SHORT TASK - Reproduce verbatim the lines below, starting with the line that contains "In this exercise you will mark each instance of the aquatic" and continuing through the last line, including both.

DATASET RECORDS -
┌──

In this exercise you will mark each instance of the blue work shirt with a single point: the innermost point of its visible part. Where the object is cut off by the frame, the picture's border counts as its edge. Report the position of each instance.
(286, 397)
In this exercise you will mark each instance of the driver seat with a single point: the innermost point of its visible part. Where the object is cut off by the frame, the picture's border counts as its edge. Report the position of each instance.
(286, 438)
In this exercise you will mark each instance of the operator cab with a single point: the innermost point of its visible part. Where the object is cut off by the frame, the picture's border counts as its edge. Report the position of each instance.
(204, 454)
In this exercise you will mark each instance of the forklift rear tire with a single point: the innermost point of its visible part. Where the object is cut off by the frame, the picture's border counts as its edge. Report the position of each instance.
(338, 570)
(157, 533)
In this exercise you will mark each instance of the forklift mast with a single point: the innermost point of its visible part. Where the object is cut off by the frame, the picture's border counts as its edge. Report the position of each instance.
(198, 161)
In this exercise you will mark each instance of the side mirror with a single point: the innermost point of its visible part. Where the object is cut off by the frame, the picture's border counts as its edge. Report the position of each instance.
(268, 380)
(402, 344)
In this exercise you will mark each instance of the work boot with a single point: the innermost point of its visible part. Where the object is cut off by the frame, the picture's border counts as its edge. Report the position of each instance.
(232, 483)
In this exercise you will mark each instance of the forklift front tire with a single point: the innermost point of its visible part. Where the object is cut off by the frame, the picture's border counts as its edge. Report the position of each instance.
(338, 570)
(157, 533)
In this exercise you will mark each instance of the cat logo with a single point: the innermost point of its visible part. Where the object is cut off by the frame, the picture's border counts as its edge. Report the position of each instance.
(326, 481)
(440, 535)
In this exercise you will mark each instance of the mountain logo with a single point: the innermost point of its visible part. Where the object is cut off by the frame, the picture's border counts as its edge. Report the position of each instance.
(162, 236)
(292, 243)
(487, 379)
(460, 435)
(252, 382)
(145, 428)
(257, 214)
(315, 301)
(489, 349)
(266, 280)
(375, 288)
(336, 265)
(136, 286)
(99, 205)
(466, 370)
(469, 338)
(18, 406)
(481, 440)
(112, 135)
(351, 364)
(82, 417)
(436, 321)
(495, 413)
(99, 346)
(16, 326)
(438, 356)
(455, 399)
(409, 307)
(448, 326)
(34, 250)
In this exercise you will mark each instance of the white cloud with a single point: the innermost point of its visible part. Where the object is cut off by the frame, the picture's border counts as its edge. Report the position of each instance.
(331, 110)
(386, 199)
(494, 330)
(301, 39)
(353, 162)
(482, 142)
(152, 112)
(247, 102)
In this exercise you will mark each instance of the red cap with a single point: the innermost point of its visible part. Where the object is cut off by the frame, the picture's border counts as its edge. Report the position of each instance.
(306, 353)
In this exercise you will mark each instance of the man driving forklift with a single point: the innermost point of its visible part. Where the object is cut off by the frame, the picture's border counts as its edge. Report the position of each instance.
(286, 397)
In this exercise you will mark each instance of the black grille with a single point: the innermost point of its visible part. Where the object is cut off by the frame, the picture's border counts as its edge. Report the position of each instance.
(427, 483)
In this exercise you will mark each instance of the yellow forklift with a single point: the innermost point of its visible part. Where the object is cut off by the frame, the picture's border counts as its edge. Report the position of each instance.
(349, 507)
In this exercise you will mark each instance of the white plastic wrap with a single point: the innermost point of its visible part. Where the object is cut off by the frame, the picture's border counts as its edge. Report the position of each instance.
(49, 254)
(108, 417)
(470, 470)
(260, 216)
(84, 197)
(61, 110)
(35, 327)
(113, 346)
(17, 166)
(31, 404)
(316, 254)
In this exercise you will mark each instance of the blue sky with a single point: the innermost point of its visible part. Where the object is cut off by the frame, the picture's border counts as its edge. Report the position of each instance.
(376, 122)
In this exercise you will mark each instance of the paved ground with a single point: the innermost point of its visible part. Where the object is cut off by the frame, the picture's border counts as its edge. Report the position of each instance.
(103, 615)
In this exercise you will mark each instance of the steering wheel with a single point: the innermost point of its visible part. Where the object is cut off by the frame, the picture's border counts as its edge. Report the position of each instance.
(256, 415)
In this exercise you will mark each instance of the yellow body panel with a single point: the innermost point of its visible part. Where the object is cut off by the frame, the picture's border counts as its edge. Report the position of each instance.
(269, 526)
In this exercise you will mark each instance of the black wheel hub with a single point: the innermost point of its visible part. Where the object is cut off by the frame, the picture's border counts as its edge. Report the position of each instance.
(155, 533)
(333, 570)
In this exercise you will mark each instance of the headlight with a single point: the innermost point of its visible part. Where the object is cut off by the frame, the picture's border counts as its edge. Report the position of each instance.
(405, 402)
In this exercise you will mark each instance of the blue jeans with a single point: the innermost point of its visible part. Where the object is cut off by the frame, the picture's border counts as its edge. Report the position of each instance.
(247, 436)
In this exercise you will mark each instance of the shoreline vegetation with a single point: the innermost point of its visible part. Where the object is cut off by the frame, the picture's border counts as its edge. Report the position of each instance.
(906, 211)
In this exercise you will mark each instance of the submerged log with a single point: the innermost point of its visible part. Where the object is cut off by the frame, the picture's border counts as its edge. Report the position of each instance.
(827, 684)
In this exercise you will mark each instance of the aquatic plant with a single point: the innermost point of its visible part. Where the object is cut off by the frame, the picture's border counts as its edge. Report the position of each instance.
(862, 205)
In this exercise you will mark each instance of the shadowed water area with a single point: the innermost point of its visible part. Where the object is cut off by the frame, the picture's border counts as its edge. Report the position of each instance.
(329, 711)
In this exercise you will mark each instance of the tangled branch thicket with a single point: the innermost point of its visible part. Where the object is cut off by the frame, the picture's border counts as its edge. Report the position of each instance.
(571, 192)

└──

ANSWER TO THIS EXERCISE -
In this exercise you will mark each instance of the aquatic plant with a single point: the innermost point of its visible part. Where the object is cut off by the frame, the picture's border counts as its edge. Report the position of each instance.
(862, 205)
In this exercise you will mark each instance of the shadowed water area with a single point: the innermost point of its visible part. Where the object is cut off by the frame, the picture's border counts as its edge. Report the position of each instance.
(329, 711)
In this exercise you will mark each instance of the tangled branch thicket with a single point: the innermost point of its visible part. Where the object is cut off by the frame, the picture's border counts as its edge. Report the position of each instance.
(571, 192)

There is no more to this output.